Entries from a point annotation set
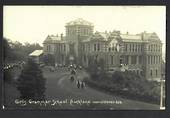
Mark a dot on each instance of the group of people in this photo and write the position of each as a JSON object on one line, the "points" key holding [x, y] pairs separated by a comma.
{"points": [[79, 83], [12, 65]]}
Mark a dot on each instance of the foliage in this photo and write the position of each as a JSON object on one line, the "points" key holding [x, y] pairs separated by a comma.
{"points": [[31, 82], [49, 59]]}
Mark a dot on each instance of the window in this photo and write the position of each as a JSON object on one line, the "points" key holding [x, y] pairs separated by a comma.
{"points": [[151, 73], [94, 47], [125, 47], [136, 48], [148, 59], [111, 59], [98, 46], [156, 72], [133, 47], [134, 59], [64, 47], [109, 49]]}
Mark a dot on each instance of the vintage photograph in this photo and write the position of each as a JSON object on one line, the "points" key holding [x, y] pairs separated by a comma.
{"points": [[84, 57]]}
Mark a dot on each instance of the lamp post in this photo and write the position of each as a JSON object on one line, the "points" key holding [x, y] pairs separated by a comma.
{"points": [[162, 99]]}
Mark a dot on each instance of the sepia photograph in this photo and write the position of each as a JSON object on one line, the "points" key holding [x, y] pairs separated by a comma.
{"points": [[84, 57]]}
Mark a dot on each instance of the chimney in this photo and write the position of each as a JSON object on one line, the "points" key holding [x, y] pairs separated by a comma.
{"points": [[61, 36]]}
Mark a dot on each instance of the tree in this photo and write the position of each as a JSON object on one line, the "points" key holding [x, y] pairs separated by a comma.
{"points": [[31, 82]]}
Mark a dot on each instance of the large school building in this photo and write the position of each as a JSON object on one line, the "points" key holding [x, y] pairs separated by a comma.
{"points": [[141, 53]]}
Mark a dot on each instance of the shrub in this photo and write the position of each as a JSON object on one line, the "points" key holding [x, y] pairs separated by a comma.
{"points": [[31, 83]]}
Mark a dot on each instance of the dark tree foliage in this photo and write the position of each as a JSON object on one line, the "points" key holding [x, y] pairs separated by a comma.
{"points": [[7, 75], [49, 59], [16, 51], [31, 82], [7, 52]]}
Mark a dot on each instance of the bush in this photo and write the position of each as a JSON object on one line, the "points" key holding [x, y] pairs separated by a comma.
{"points": [[127, 84], [31, 83]]}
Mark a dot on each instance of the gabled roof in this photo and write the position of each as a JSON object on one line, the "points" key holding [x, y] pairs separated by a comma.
{"points": [[36, 53], [150, 36], [79, 21], [54, 39]]}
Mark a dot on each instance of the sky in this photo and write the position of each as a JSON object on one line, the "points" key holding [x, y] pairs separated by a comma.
{"points": [[33, 23]]}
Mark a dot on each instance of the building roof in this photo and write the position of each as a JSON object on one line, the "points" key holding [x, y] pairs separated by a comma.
{"points": [[131, 38], [36, 53], [79, 21], [54, 39]]}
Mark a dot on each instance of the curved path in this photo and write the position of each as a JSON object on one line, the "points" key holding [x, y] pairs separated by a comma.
{"points": [[59, 87]]}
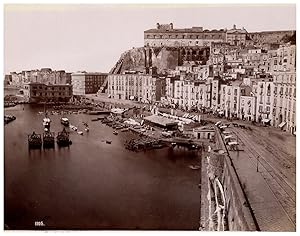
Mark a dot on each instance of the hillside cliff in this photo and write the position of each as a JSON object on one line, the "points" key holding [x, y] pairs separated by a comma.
{"points": [[163, 58]]}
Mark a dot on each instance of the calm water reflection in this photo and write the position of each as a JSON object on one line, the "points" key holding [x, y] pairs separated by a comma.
{"points": [[92, 184]]}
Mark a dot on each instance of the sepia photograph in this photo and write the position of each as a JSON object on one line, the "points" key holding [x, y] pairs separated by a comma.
{"points": [[149, 117]]}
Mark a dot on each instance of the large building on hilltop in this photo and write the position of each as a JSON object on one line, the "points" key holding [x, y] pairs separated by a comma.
{"points": [[167, 35]]}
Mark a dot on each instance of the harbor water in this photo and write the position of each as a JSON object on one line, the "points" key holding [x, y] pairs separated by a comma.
{"points": [[93, 184]]}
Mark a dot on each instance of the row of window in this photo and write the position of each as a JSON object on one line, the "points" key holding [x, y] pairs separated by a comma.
{"points": [[183, 36]]}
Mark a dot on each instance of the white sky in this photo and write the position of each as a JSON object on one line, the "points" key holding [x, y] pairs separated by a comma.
{"points": [[92, 37]]}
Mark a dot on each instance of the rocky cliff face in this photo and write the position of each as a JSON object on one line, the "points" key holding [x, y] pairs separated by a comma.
{"points": [[164, 58]]}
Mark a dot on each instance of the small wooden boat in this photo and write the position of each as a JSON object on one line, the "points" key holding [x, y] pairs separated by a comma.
{"points": [[34, 140], [62, 139]]}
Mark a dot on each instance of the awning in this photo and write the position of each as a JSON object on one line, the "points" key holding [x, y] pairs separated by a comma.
{"points": [[282, 124]]}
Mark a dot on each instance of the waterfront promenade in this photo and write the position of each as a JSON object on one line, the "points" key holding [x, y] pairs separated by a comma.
{"points": [[268, 179]]}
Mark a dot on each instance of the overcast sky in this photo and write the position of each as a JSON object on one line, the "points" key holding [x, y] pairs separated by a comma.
{"points": [[92, 37]]}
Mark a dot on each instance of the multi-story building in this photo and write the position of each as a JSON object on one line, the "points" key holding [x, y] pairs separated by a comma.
{"points": [[247, 103], [261, 38], [264, 92], [283, 59], [284, 100], [166, 35], [44, 76], [236, 36], [87, 83], [38, 92], [136, 87], [230, 99]]}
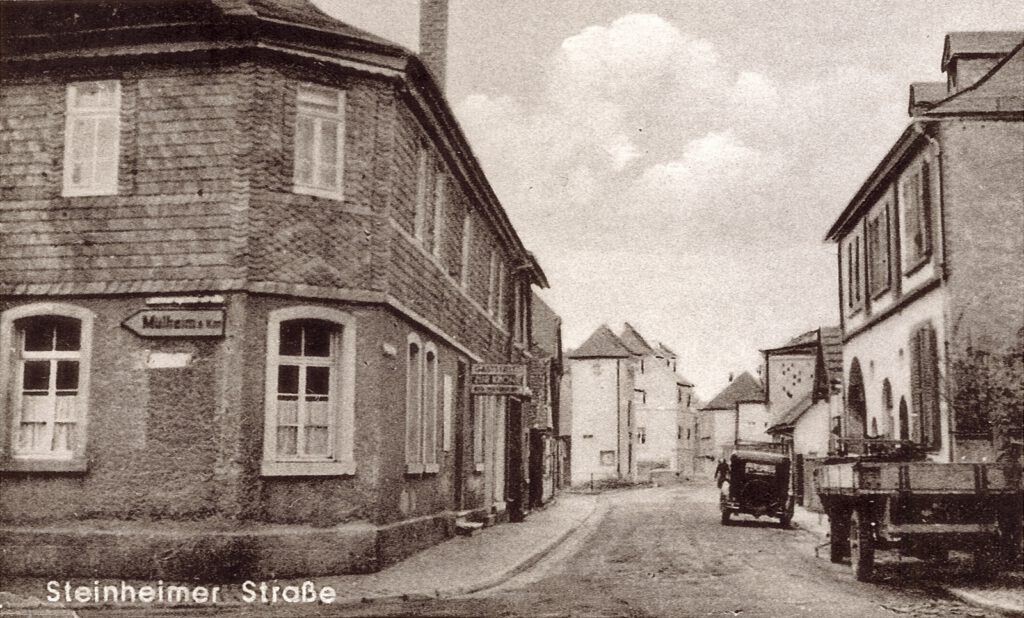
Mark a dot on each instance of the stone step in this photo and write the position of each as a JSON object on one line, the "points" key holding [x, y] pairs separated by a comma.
{"points": [[467, 528]]}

## Goal:
Write the listing above out again exactly, dropping each image.

## Output of the task:
Mark a dot on each instance of the group of people in this photo and write the position of each as a JSON object on one line, the "points" key holding [x, y] pairs separated by a comma.
{"points": [[79, 83], [12, 65]]}
Mark a dot on each instance of the foliage in this photo and write the position of each as a JSON object on one line, the "points" key holding [x, y] pairs separated by a comma.
{"points": [[31, 82], [49, 59]]}
Mark a dot on each instance of the window in this photo and write the position of each as a JSON object on one line, the "points" key holding [x, y] pairs separated by a comma.
{"points": [[151, 73], [94, 47], [125, 47], [136, 48], [148, 59], [111, 59], [98, 46], [156, 72], [133, 47], [134, 59], [64, 47], [109, 49]]}
Mark a dot on each instance of the vintage photograph in this photo and write the position of each as a JSON object on one line, the "points" key holding [x, y] pairs separated by a comma.
{"points": [[84, 57]]}
Mark a dot on each instance of the lamp post in this photo and write the position of each as a JSON object on one line, the "points" key holding [x, y] pairs separated by a comma.
{"points": [[162, 99]]}
Mark a dot on each instance of the sepia photograph in this photo and write the position of each as a JSON object on one line, the "points" key holding [x, y] pairs separated by a comma.
{"points": [[84, 57]]}
Mark a dot on each instance of the chimney in this photo and write the position of each as a JSON object on one line, the "points" key holding [x, y] pairs separated by a comma.
{"points": [[61, 36]]}
Mark a dot on each instance of the tree in this photo and write the position of each as a JSON object on one line, the "points" key holding [x, y] pairs separated by a comma.
{"points": [[31, 82]]}
Mark a dot on each instance of the large school building in this photo and write the position of each as a JSON object on one line, the "points" key holding [x, y] pairs separated by a comma.
{"points": [[141, 53]]}
Mark a dot on each instance of the shrub in this photo and write the position of each as a JSON object on one line, the "points" key holding [x, y] pairs separated by a comma.
{"points": [[31, 83]]}
Mark a dot on each instance of the dark tree foliage in this photo and write the position of each as a JSON object on one line, the "points" key holding [x, y] pairs separated by a comma.
{"points": [[7, 75], [49, 59], [16, 51], [31, 82], [7, 52]]}
Mark a dot on each instance of the bush in this photo and write the position of each as a JSON object on one line, the "points" key holding [x, y] pairs separated by a comma.
{"points": [[127, 84], [31, 83]]}
Mark a dot on each instance of the gabled roof in this photo and write the position of each as a JSON object on one line, the "points" key holding [x, y] pairs separated by a comma.
{"points": [[36, 53], [150, 36], [79, 21], [54, 39]]}
Mark a dot on each instance of the sky in this photo and write the position of each as a JSON object on one line, the "points" key holding [x, y] pairs separated by a comma.
{"points": [[33, 23]]}
Mark a dot on each instance of the building roof in this photo and write the position of each as a JSON object on one line, the "points" key holding [x, y] pairs separated by a comma.
{"points": [[131, 38], [36, 53], [79, 21], [54, 39]]}
Mark a dot on each instance of the curved path in this photo and write the position of each as a JSON object on one line, the "points" key holding [x, y] pairs separated by a comma.
{"points": [[59, 87]]}
Mark a dot on each instance of the hillside cliff in this photo and write the position of each as a JSON object on one line, the "points" key holding [x, y] pairs separated by a comma.
{"points": [[163, 58]]}
Mark a dot on each instance of the calm water reflection in this photo and write the position of each as a JSON object on one line, the "points" key holding [x, y] pairs separated by a comma.
{"points": [[92, 184]]}
Mark a dot on each instance of the sepia photograph in this photo and write the position of each as a JSON object on one line, the "points" key holding [x, y] pairs separated by a comma.
{"points": [[149, 117]]}
Mark a dot on each instance of the large building on hilltop in this photo and write the position of each as a JSON object on one line, the "points" key holding [x, y] pairs separated by a comma.
{"points": [[167, 35]]}
Mark a dot on each instance of the harbor water in this photo and write the position of each as a JSON object on one line, the "points" key holding [x, y] pairs separated by a comma.
{"points": [[93, 184]]}
Mark a dot on each instance of the row of window in this photo and write the position of each as a JSON object on one line, the "points" key holding [x, y] pairs separated by a comma.
{"points": [[183, 36]]}
Mark a dot on each instance of the white sky in this photo and write the position of each as a JSON object on one line, the "points" key holding [x, y] pairs separated by a comma.
{"points": [[92, 37]]}
Mark a dot on each instance of the rocky cliff face in this photo and write the position of each as a JSON object on one line, the "points" key holding [x, y] pairs separated by a comma.
{"points": [[164, 58]]}
Mark a dot on each instance of the small wooden boat in this photo and write the position of each as a JSON object on one line, the "points" key holding [x, y] pairs separated by a comma.
{"points": [[34, 140], [62, 139]]}
Mark a dot on each instance of the awning in this photo and write the position of each as a JSON object on one line, the "points" key holding [x, y] pairs separated by a comma.
{"points": [[282, 124]]}
Mark a dot on each instance of the waterfront promenade in this photo and write the position of each as a JSON object on one line, the "points" key holding [x, y] pairs separated by a comma.
{"points": [[268, 179]]}
Mark a dot on each instance of the overcast sky in this photo and write the position of each as a JSON object on one line, the "points" key holding [x, y] pairs separated by a comma.
{"points": [[92, 37]]}
Mark a dot on each instance of the multi-story building in this photo and write the position of each as a JSON object on one line, the "points" key holding [x, y] pairs separated by a comma.
{"points": [[247, 103], [261, 38], [264, 92], [283, 59], [284, 100], [166, 35], [44, 76], [236, 36], [87, 83], [38, 92], [136, 87], [230, 99]]}
Mark a dot on each instance of the stone step in this photo and write the position of each as a JSON object on one line, the "points" key holding [x, y] pairs separated by a comma.
{"points": [[467, 528]]}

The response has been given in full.